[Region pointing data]
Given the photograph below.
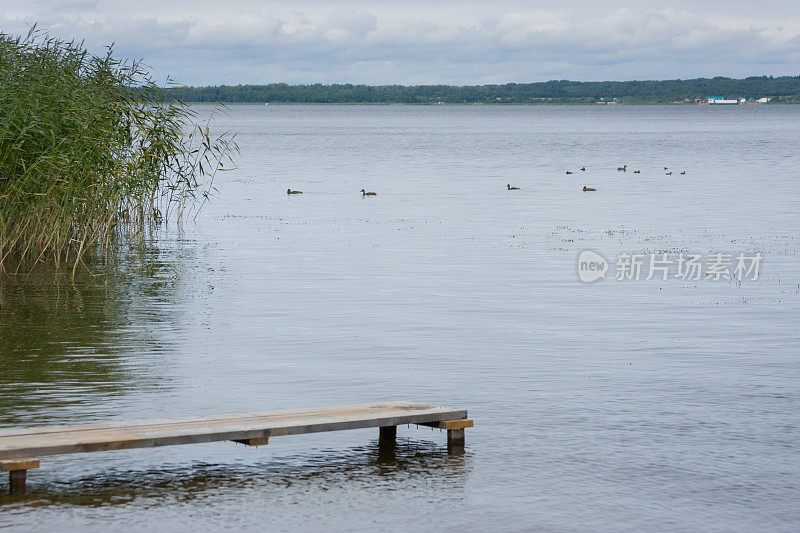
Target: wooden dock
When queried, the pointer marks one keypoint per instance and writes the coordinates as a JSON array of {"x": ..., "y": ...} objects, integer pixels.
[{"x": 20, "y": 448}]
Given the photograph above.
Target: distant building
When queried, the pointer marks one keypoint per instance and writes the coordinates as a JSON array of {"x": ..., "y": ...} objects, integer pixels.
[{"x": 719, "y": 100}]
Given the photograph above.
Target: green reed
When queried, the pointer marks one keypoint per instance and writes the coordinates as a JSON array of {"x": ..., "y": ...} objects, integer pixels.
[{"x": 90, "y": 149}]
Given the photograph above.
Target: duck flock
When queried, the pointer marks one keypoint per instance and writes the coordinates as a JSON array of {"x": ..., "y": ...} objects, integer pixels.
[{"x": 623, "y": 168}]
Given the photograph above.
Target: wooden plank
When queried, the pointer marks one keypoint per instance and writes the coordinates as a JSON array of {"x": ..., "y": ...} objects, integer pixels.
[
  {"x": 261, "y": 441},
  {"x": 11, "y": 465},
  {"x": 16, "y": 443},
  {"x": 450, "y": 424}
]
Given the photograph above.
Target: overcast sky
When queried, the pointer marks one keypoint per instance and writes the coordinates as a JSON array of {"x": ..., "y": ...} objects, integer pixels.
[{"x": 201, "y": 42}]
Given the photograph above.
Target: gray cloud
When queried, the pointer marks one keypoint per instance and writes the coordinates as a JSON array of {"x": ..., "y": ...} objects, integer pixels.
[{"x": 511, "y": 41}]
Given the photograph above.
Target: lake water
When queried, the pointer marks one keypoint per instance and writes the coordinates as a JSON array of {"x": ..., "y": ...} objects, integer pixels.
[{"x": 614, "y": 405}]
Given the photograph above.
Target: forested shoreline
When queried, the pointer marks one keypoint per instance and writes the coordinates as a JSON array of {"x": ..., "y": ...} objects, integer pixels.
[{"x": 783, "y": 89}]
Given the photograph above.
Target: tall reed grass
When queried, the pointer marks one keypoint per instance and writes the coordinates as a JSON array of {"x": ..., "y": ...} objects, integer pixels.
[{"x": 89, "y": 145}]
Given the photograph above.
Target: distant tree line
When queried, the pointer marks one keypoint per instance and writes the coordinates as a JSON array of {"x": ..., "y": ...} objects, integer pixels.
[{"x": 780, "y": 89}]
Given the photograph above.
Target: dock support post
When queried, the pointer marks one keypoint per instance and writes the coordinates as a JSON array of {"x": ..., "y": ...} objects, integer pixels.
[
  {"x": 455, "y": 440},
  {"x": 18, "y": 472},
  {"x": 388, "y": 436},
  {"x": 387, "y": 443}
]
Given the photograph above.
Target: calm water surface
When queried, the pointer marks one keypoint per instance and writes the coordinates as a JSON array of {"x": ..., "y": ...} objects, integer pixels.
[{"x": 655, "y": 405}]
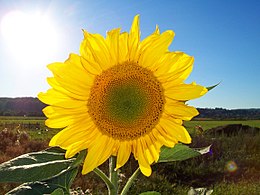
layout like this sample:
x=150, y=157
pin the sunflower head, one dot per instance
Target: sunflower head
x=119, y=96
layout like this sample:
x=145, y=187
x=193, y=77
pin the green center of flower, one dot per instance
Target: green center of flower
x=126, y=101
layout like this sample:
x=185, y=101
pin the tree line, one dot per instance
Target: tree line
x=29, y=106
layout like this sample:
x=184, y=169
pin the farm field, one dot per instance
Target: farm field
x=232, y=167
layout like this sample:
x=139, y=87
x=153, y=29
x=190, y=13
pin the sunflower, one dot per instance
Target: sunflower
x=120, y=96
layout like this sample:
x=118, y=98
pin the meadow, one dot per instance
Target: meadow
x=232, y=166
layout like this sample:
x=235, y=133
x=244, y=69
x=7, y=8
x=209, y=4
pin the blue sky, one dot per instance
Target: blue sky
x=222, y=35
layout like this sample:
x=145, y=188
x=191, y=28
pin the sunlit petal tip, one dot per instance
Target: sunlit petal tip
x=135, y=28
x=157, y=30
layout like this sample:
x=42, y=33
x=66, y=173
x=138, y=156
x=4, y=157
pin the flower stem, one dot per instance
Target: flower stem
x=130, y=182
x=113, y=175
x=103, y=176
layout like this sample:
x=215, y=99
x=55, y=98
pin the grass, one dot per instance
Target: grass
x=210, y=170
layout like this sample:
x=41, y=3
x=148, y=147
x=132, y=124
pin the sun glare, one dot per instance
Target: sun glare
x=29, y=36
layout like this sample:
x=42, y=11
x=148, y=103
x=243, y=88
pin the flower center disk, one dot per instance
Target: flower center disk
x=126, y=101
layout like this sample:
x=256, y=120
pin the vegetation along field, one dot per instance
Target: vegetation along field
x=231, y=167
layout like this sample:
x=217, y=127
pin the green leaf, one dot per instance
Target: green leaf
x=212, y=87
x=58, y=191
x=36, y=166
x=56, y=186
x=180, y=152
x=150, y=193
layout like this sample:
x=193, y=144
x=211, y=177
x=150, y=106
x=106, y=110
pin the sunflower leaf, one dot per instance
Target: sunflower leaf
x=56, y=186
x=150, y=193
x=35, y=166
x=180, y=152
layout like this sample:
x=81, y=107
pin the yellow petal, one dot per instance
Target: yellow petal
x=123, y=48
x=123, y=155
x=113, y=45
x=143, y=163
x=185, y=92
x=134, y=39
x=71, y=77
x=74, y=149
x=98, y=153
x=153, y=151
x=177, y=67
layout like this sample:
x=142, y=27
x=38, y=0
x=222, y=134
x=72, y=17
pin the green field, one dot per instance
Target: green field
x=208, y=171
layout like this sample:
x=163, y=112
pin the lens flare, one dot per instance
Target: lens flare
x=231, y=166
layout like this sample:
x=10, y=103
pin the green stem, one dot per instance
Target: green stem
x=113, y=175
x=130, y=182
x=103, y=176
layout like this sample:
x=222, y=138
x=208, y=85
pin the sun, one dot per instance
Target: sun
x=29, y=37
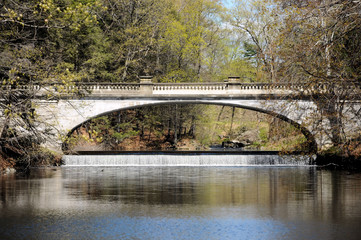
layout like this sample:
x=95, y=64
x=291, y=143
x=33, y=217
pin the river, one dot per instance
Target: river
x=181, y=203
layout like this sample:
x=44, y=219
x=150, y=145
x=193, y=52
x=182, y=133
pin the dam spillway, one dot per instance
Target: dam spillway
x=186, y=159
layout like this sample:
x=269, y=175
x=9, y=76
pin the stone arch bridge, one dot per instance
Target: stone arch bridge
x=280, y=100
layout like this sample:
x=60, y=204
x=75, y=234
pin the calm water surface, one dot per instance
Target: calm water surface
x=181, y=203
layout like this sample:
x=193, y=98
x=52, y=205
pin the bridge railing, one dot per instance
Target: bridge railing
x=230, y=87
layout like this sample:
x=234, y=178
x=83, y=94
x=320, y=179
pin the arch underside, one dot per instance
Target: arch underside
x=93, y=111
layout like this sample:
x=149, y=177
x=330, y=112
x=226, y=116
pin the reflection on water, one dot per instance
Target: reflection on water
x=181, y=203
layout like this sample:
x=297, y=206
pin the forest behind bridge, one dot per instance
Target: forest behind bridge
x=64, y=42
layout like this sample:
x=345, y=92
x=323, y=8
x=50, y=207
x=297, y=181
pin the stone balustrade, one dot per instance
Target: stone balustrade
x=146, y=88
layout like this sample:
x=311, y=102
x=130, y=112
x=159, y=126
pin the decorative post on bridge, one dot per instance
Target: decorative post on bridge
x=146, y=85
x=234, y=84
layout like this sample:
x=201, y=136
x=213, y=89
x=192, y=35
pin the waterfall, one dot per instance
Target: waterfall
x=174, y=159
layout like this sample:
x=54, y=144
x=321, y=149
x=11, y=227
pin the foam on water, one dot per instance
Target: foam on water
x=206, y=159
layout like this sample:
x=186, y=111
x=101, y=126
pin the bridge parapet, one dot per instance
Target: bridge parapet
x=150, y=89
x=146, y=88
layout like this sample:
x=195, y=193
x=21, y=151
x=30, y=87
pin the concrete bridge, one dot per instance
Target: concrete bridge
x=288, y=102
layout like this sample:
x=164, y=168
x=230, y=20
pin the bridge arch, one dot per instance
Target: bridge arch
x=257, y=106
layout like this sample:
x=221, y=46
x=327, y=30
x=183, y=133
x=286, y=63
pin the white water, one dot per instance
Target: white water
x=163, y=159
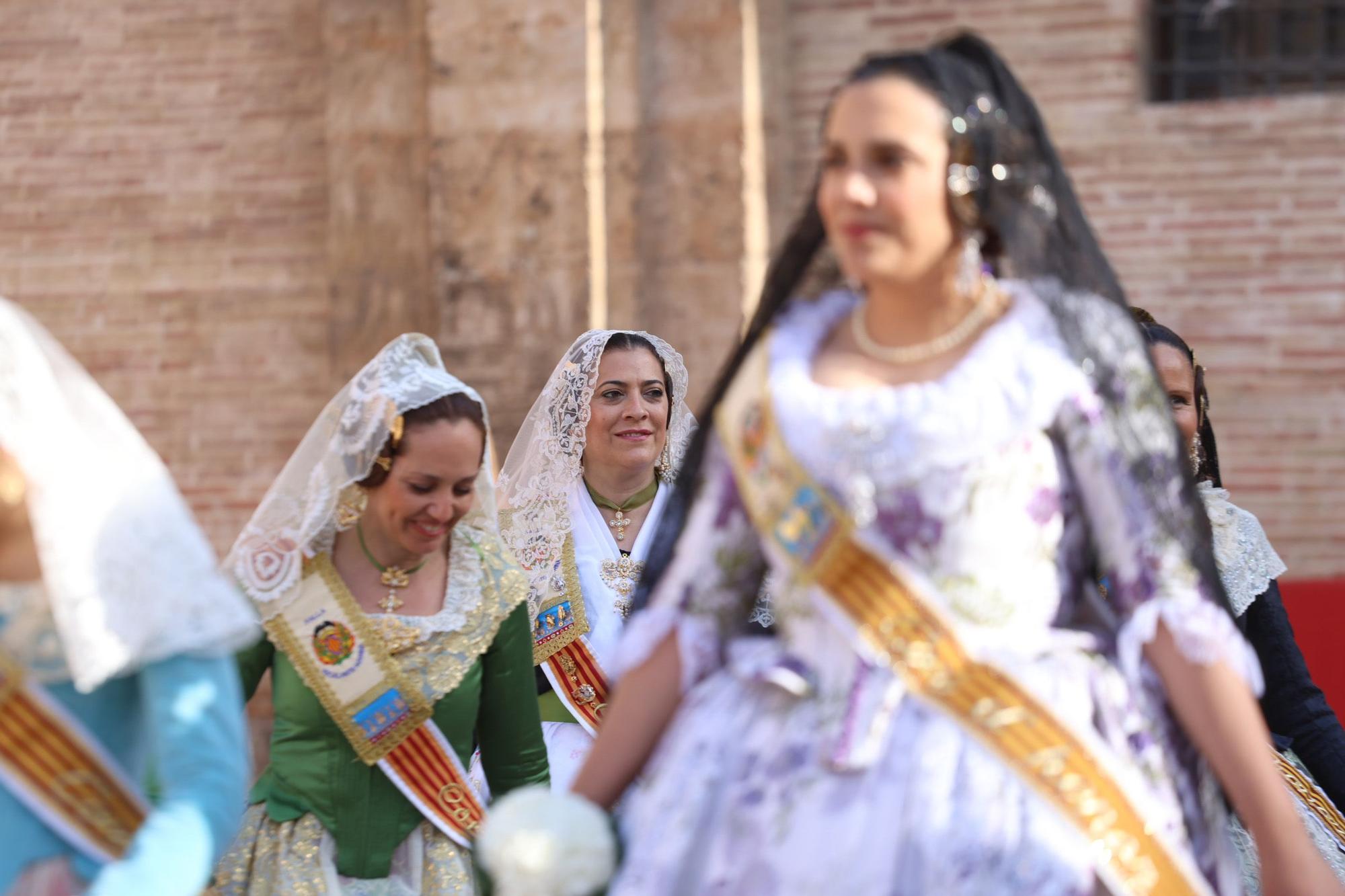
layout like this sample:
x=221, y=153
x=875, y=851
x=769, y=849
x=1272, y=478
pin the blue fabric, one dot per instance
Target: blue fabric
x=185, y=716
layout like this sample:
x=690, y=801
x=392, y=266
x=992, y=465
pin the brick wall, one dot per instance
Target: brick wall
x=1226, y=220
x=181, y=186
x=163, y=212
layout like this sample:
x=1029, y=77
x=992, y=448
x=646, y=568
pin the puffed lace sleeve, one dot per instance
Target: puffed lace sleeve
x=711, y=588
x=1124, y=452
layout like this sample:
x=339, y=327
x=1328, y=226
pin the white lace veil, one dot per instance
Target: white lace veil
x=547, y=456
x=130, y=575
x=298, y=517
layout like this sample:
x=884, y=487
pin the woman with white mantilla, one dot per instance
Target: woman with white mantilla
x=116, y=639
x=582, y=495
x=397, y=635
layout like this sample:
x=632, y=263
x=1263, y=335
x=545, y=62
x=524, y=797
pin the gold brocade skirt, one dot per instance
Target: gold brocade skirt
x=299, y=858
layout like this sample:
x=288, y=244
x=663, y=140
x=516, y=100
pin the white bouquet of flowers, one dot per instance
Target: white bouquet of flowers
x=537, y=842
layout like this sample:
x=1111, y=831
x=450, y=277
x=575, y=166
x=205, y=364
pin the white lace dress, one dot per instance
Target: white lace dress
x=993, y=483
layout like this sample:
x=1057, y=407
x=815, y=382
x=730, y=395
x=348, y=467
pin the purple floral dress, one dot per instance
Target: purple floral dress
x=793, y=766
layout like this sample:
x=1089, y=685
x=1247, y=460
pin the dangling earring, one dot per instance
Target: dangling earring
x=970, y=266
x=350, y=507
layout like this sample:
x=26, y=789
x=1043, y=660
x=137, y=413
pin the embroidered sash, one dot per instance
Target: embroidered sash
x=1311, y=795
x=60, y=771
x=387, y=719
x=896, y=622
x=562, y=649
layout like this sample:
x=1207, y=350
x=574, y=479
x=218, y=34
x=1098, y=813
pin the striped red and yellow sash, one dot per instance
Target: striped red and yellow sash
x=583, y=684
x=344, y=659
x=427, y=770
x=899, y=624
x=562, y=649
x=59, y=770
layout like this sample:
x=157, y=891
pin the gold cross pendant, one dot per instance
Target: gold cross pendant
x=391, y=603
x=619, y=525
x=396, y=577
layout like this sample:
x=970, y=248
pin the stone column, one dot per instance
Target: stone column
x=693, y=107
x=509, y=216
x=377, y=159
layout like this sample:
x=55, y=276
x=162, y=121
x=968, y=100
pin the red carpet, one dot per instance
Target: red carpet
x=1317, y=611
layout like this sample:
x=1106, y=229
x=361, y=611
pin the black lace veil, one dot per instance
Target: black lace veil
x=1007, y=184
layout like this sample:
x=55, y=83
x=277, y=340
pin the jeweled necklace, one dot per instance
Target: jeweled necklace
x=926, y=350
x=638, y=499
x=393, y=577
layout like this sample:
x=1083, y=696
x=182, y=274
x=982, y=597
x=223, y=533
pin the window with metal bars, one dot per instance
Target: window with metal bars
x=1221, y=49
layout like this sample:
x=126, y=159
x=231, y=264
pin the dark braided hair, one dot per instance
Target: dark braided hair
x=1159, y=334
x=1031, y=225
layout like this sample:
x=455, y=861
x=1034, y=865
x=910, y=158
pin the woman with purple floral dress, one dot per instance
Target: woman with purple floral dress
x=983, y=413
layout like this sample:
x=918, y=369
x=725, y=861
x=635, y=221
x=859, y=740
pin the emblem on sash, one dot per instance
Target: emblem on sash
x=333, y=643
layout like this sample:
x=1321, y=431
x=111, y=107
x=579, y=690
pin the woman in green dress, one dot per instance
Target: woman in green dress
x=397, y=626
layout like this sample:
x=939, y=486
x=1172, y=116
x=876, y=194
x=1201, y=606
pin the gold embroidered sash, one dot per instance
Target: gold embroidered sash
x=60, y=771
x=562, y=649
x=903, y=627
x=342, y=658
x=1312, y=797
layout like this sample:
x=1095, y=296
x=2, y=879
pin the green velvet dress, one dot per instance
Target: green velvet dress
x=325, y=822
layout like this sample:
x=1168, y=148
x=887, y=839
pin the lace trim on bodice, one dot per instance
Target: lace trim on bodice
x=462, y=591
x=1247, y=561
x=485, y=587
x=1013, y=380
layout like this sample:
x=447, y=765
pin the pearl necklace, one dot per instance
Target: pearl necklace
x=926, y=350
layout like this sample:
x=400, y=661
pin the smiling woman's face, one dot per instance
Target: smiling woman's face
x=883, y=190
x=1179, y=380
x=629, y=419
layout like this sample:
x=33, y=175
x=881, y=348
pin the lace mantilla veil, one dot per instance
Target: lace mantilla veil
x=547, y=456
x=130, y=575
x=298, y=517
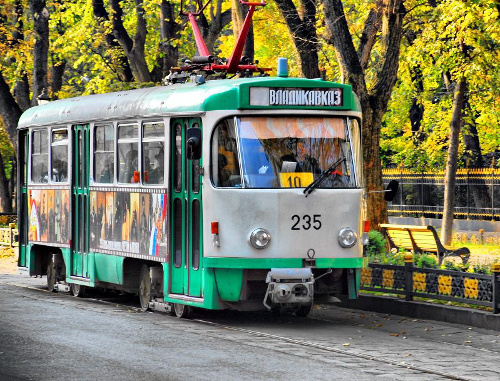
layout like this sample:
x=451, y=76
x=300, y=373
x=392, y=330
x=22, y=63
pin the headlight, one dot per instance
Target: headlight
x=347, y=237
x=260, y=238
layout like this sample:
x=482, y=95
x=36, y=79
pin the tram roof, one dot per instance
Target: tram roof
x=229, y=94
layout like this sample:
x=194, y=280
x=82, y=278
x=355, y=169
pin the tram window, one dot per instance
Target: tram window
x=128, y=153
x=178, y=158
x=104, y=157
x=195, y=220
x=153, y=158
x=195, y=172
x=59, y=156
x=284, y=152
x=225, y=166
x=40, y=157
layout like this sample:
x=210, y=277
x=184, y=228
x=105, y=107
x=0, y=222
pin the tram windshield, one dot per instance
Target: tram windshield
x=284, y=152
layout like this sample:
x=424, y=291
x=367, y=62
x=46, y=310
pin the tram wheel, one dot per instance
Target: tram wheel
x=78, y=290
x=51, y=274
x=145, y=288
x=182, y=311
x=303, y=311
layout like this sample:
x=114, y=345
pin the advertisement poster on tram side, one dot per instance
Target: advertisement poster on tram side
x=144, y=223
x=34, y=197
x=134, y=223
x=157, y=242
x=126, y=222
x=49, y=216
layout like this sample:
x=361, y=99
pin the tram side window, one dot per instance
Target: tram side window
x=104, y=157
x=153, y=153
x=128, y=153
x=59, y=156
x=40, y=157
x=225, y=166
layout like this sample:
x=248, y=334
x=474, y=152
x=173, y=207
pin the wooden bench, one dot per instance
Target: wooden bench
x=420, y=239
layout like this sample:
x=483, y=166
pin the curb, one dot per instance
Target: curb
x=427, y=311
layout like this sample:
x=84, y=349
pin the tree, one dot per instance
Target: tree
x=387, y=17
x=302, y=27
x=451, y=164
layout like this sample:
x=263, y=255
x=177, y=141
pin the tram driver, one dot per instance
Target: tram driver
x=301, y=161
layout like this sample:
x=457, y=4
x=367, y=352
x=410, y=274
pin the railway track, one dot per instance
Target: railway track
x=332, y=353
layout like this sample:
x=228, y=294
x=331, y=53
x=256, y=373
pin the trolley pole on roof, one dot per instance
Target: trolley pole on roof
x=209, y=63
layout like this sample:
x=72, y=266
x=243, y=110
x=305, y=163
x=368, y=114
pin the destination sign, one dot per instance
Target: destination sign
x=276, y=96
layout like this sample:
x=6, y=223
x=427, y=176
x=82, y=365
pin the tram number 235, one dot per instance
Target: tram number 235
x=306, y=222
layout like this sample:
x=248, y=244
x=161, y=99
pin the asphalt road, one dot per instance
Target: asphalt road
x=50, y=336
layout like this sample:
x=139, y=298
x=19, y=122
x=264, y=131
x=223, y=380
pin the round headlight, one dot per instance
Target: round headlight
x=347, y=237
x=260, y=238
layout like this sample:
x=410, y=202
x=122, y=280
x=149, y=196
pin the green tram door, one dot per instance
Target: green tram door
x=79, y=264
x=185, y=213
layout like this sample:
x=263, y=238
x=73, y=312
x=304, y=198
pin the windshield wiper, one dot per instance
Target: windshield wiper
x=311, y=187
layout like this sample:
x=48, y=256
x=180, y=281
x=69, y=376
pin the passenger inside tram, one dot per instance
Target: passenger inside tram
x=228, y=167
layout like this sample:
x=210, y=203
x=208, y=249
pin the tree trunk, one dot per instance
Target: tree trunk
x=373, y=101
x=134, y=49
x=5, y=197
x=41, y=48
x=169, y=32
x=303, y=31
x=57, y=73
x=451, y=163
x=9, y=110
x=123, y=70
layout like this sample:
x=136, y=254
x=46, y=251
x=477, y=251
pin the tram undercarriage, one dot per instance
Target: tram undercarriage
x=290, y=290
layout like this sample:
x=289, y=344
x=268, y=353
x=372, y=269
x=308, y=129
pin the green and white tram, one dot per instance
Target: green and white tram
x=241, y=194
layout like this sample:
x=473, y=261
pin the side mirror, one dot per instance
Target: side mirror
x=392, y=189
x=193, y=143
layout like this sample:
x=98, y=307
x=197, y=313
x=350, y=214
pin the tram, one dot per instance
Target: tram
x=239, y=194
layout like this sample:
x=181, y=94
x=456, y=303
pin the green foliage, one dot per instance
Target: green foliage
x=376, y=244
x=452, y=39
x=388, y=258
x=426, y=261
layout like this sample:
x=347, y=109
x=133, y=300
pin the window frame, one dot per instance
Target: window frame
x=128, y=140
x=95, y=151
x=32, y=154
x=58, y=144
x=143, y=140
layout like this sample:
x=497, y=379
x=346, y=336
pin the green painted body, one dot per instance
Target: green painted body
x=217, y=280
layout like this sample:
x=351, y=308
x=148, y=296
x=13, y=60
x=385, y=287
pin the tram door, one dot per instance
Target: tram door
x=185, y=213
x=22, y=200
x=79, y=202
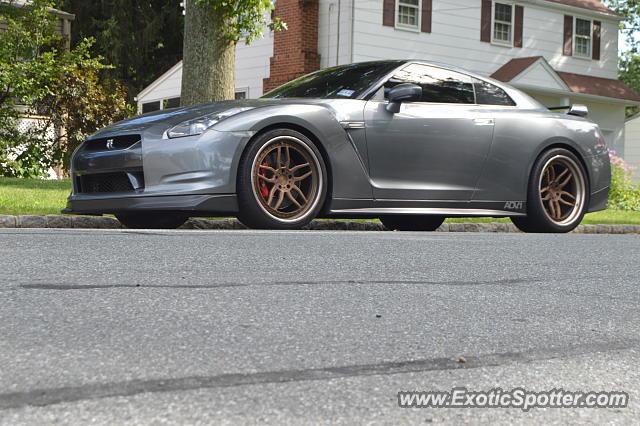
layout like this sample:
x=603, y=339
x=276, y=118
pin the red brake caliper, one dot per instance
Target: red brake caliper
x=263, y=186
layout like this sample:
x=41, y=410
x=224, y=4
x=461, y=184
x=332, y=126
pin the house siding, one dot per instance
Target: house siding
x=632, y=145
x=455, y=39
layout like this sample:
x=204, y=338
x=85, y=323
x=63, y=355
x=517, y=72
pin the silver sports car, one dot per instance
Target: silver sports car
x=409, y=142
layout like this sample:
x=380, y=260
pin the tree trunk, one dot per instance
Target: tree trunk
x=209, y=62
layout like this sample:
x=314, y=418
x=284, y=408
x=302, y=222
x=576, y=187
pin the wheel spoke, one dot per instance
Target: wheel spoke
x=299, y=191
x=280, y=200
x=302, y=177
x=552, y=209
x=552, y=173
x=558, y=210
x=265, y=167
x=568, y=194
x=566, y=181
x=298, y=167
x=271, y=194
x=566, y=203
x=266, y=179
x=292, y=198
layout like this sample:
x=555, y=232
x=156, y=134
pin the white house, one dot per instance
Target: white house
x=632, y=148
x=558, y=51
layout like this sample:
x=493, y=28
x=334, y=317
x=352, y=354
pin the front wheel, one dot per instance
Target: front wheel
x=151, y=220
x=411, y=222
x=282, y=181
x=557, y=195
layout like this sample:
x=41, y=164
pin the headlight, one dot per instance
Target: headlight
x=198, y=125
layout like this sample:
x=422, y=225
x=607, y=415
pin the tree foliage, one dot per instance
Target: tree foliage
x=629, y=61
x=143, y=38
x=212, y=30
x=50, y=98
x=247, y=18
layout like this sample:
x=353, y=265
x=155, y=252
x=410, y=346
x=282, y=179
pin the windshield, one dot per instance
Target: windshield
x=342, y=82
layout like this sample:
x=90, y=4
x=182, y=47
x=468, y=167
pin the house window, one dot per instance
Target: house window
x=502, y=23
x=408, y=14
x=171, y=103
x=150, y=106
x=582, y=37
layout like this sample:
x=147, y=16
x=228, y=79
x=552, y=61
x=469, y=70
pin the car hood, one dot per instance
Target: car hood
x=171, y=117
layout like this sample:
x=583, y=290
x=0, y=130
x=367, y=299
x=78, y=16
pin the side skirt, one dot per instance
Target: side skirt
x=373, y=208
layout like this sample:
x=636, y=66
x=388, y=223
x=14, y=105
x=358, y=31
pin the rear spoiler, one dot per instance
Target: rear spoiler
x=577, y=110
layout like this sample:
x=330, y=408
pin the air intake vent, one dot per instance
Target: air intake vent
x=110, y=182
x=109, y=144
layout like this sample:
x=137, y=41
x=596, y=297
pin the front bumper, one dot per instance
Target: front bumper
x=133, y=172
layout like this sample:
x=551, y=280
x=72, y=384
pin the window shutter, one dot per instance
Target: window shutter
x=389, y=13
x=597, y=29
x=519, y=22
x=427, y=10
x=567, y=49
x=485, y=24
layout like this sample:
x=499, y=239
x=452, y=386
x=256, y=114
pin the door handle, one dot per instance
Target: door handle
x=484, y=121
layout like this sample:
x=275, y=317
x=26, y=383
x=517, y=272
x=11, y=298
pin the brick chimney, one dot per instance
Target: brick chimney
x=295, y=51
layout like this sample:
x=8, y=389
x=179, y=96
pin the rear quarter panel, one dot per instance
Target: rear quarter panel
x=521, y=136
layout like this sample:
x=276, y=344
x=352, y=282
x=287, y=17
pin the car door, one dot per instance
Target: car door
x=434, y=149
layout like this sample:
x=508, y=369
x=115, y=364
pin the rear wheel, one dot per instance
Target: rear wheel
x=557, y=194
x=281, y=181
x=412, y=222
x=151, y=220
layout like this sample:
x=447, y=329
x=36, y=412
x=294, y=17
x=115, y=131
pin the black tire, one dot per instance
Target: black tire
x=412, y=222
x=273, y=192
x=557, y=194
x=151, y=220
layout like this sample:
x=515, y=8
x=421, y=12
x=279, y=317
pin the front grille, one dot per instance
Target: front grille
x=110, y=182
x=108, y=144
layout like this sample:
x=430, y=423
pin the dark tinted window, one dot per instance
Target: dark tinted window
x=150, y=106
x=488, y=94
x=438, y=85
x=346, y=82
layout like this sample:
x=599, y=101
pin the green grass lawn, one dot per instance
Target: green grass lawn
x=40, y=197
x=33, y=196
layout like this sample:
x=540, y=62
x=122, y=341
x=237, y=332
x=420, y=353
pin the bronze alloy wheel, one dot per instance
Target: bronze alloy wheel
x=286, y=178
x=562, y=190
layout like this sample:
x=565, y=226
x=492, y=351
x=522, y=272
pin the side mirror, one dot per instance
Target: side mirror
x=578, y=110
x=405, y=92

DIRECTIONS FOR THIS TASK =
From the records above, copy each line in which the string "reed" occurs.

RESPONSE =
Target: green reed
Target: tall reed grass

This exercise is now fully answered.